Record extracts:
########

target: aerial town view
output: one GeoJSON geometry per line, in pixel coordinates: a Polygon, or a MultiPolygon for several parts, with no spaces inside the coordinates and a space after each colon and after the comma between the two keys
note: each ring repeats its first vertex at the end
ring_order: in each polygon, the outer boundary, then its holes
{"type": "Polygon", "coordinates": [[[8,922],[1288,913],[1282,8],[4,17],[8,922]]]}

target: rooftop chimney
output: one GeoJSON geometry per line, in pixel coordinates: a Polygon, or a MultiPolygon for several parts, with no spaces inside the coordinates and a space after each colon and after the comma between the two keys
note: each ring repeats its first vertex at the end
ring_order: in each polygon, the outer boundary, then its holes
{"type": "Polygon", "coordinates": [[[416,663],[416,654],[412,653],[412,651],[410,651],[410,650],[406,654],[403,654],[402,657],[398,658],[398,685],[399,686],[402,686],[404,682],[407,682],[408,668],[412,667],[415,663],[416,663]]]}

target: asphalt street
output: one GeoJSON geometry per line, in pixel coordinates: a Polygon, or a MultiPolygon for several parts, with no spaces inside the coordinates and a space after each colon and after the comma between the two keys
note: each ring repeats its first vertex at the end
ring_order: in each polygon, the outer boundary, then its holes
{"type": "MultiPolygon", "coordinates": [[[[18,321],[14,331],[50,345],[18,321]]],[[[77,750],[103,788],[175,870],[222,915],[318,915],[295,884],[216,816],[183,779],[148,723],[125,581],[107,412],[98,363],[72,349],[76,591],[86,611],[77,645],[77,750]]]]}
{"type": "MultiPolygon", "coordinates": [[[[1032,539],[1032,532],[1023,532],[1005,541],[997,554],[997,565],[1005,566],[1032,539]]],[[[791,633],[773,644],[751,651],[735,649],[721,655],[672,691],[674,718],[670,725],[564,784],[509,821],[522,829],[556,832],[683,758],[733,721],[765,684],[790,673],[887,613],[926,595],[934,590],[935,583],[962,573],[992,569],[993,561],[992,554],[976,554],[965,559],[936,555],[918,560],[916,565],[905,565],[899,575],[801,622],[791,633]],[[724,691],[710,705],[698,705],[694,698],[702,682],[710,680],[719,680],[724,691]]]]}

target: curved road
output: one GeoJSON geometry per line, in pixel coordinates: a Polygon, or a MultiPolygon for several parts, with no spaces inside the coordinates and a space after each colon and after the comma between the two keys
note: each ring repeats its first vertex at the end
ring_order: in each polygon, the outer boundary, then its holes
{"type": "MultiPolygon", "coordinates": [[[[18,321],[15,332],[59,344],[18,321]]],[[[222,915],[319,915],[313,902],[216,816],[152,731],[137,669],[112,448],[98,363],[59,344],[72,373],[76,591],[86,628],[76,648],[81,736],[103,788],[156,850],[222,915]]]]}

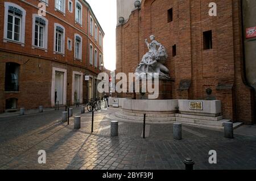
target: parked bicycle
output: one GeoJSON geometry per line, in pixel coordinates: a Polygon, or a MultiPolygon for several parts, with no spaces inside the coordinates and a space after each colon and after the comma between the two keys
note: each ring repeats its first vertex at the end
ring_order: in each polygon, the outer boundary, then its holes
{"type": "Polygon", "coordinates": [[[98,111],[98,106],[97,99],[91,99],[90,101],[87,104],[87,110],[92,112],[93,110],[98,111]]]}

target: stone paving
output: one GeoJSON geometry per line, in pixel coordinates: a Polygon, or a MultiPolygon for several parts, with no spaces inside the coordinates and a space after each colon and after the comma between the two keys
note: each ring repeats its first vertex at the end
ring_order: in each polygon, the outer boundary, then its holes
{"type": "MultiPolygon", "coordinates": [[[[256,169],[256,137],[242,134],[243,127],[228,139],[220,131],[183,125],[183,139],[176,141],[171,124],[147,125],[143,139],[142,124],[119,122],[119,136],[112,138],[109,116],[118,110],[95,112],[93,134],[88,112],[79,130],[72,117],[69,125],[61,122],[64,110],[0,118],[0,169],[184,169],[187,157],[195,169],[256,169]],[[38,162],[40,150],[46,164],[38,162]],[[217,164],[208,162],[210,150],[217,164]]],[[[73,115],[80,112],[75,108],[73,115]]]]}

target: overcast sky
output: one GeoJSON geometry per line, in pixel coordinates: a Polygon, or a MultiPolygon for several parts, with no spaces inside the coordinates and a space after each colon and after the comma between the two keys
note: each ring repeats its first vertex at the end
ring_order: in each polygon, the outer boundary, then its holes
{"type": "Polygon", "coordinates": [[[104,66],[110,70],[115,68],[115,27],[117,0],[86,0],[90,4],[103,31],[104,66]]]}

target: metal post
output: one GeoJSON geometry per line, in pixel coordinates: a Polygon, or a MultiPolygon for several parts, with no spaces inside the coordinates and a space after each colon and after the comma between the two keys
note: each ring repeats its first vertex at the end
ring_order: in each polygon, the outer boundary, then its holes
{"type": "Polygon", "coordinates": [[[183,163],[185,164],[185,170],[192,170],[193,169],[193,167],[195,165],[195,162],[191,158],[186,158],[183,163]]]}
{"type": "Polygon", "coordinates": [[[94,117],[94,111],[92,111],[92,133],[93,133],[93,117],[94,117]]]}
{"type": "Polygon", "coordinates": [[[145,138],[145,129],[146,129],[146,113],[144,114],[144,119],[143,119],[143,138],[145,138]]]}

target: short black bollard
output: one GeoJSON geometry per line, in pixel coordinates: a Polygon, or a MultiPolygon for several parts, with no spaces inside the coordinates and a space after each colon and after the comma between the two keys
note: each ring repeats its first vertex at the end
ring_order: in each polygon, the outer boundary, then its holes
{"type": "Polygon", "coordinates": [[[93,111],[92,112],[92,133],[93,133],[93,117],[94,117],[94,111],[93,111]]]}
{"type": "Polygon", "coordinates": [[[144,114],[144,119],[143,119],[143,138],[145,138],[145,129],[146,129],[146,113],[144,114]]]}
{"type": "Polygon", "coordinates": [[[185,170],[193,170],[193,166],[195,162],[191,158],[187,158],[184,161],[183,163],[185,164],[185,170]]]}

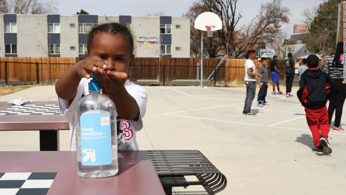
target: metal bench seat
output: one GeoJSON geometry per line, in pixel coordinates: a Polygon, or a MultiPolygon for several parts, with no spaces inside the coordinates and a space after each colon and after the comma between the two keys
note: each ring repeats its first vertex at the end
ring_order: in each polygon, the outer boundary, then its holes
{"type": "Polygon", "coordinates": [[[149,156],[166,195],[172,187],[202,185],[209,195],[225,188],[227,180],[198,150],[149,150],[149,156]],[[184,176],[194,175],[198,181],[187,181],[184,176]]]}

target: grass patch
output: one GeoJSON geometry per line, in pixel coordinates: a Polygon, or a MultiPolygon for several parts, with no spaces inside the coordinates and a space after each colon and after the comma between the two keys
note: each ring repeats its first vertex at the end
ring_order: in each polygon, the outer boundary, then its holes
{"type": "Polygon", "coordinates": [[[38,85],[10,85],[0,87],[0,96],[10,94],[13,93],[24,90],[30,87],[38,86],[38,85]]]}

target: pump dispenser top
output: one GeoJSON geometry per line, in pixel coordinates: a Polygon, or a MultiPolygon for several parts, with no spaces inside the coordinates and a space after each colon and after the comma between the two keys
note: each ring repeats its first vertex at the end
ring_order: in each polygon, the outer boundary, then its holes
{"type": "Polygon", "coordinates": [[[92,79],[90,80],[90,82],[89,84],[89,91],[101,91],[101,88],[99,85],[99,82],[98,82],[96,79],[96,76],[95,74],[95,72],[93,72],[92,79]]]}

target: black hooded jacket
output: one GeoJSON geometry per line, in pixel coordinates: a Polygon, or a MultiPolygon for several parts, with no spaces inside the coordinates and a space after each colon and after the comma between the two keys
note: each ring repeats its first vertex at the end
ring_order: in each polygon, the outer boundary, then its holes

########

Do this:
Can you rescale the listing from the line with "target: pump dispenser top" up to and including its last line? Give back only those lines, requests included, with every pixel coordinate in the answers multiplied by 0.7 and rounded to a whole number, halves rounding up.

Full solution:
target: pump dispenser top
output: one GeoJSON geometry per line, in pixel coordinates: a Polygon, or a MultiPolygon for several parts, with no spaces inside the coordinates and a space after each colon and after the comma between the two keys
note: each ring repeats its first vertex at the end
ring_order: in each polygon, the outer boundary, then its holes
{"type": "Polygon", "coordinates": [[[64,55],[63,56],[63,57],[62,59],[62,64],[71,64],[71,62],[69,60],[69,57],[69,57],[67,55],[67,53],[67,52],[67,50],[65,50],[64,55]]]}

target: black hooded jacket
output: one GeoJSON geometry per line, in pixel coordinates: a Polygon, or a MultiPolygon for several parts, with no spaces inside the coordinates and a space after each colon and after the comma between the two keys
note: each ring repeats its first vertex at the end
ring_order: in each polygon, the outer boundary, then its holes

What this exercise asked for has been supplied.